# WORK TO DO
**A)** Reproduce word for word the passage of the party tray plans below, starting with "Component Construction" and going on through "glad you did.".
**B)** Answer these questions using the party tray plans below:
(i) How many more guests than places to seat them arrive at the cookout?
(ii) How many #8 x 2″ roundhead wood screws are needed?
(iii) What wood was used for the trays, and what three qualities of it are named?

# PAGE EXTRACT
Here’s a great project to hlep you be prepared for those upcoming Summertime deck or patio parties. Plan your operations carefully and you should be able to make a half dozen of them in a single weekend!

plans - wpphotoSM

You’ve planned a cookout and your guests are scheduled to arrive in 15 minutes. You’ve already dragged that wobbly old card table out just one more time and set it up beside your picnic table on the patio or deck. But you still don’t have enough space for all your guests. So, you’re back in the house, scrounging around for more tables when the doorbell rings. You open the door and there they stand…as if they all arrived in a single bus. A quick count and your worst nightmare becomes reality…you have four more guests than places to seat them. Your four closest friends end up in folding chairs with paper plates full of food balanced precariously on their knees and barbecue sauce dribbling down their pant legs. GREAT!

Next time, get those plates off their laps and give them a place to ENJOY their meals with these handy, fold-away party trays. Made of redwood (or any wood of your choice), they’re not only utilitarian, but beautifully designed and easy to build, too.

Getting Started
To build the project, you’ll need your MARK V (or a table saw) and jointer for making your sizing cuts (the jointer is optional)…a drill press (or your MARK V) for boring the bolt and screw holes…a bandsaw or scroll saw and a disc sander to round and smooth your parts.

(2) 1/4 “-20 x 1-1/2” carriage bolts
(2) 1/4 “-20 x 2-1/4” carriage bolts
(4) 1/4 “I.D. flat washers
(4) 1/4 “-20 locking cap nuts
(26) #8 x 2″ roundhead wood screws
(28) #8 I.D. flat washers
(2) #8 x 1″ flathead wood screws
(8) #8 x 1-1/2″ flathead wood screws

ALegs (4)3/4 x 2-1/8 x 28
BLower Brace (1)3/4 x 2-1/8 x 22-1/2
CSpacer (2)3/4 x 1″ outside diameter
DUpper Brace (1)3/4 x 2-1/8 x 19-1/2
EDowel Brace (1)3/4 dowel – 19-1/2 long
FBrace Lock (2)3/4 x 2-1/8 x 3-13/16
GSkirt (2)3/4 x 2-1/8 x 15-5/8
HTop (4)3/4 x 3-13/16 x 24

Component Construction
Before you get started, keep in mind that since all the tool set-ups for this project are so simple, it’s almost as quick and easy to go ahead and make six or so of these trays, while you’re at it. Making more is a simple matter of running additional lumber through your machinery. Of course, you’ll need a little extra assembly time too, but you’ll quickly discover that it’s a lot easier to make more trays now than to go back and re-do all your set-ups for another “run” at a later date. So, think about how many you might need and “do it now”. You’ll be glad you did.

Since our plan calls for outdoor use, we used redwood for our trays. It’s attractive, light in weight and resistant to decay. However, you could just as easily make these trays out of virtually any clear, attractive lumber. The choice is yours.

plans - assem

Start by using your table saw to cut all of your pieces (A,B,D,F,G,H) to size, as shown in the Bill of Materials. Rip everything to width first, making all your pieces just a “hair” oversized so you can run them over the jointer to smooth the edges prior to assembly…then crosscut them to length.

# DATASET ROWS

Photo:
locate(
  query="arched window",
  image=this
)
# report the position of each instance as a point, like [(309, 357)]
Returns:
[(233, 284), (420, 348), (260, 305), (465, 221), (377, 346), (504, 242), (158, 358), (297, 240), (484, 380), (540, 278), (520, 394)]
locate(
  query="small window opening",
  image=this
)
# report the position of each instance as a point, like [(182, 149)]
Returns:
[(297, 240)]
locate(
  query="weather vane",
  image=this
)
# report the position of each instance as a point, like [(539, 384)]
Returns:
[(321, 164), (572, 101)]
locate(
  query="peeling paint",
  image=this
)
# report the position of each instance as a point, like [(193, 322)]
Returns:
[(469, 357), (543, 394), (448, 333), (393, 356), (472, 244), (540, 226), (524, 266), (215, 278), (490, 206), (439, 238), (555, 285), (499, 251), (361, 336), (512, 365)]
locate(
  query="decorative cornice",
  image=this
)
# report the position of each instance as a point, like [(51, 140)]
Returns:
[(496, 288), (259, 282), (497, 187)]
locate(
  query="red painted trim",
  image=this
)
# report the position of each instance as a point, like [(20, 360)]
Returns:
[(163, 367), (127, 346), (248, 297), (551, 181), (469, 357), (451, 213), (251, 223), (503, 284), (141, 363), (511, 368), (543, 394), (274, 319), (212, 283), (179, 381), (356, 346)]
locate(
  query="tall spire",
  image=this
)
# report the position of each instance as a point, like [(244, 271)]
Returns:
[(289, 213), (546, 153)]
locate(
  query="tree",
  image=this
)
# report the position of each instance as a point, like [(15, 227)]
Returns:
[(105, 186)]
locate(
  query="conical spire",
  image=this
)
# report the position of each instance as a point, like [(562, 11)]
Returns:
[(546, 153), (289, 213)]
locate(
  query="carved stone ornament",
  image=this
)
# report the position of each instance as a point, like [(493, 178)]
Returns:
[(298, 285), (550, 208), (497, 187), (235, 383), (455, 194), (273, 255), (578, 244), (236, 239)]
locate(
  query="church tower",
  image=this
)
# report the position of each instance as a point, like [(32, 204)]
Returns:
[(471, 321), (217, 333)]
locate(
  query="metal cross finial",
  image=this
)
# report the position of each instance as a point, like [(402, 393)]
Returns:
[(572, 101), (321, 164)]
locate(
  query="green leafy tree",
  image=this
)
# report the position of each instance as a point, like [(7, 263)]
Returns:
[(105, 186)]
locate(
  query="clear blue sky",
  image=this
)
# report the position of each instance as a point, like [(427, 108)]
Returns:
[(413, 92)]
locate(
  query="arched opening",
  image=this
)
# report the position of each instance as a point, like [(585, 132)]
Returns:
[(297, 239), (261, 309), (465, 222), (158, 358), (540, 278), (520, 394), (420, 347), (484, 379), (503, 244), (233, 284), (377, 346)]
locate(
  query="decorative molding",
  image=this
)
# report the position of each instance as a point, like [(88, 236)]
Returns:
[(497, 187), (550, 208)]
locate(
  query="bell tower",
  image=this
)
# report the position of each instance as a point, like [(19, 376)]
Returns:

# SOLVED TASKS
**A)**
Component Construction
Before you get started, keep in mind that since all the tool set-ups for this project are so simple, it’s almost as quick and easy to go ahead and make six or so of these trays, while you’re at it. Making more is a simple matter of running additional lumber through your machinery. Of course, you’ll need a little extra assembly time too, but you’ll quickly discover that it’s a lot easier to make more trays now than to go back and re-do all your set-ups for another “run” at a later date. So, think about how many you might need and “do it now”. You’ll be glad you did.

**B)**
(i) Four.
(ii) 26.
(iii) Redwood. It is attractive, light in weight and resistant to decay.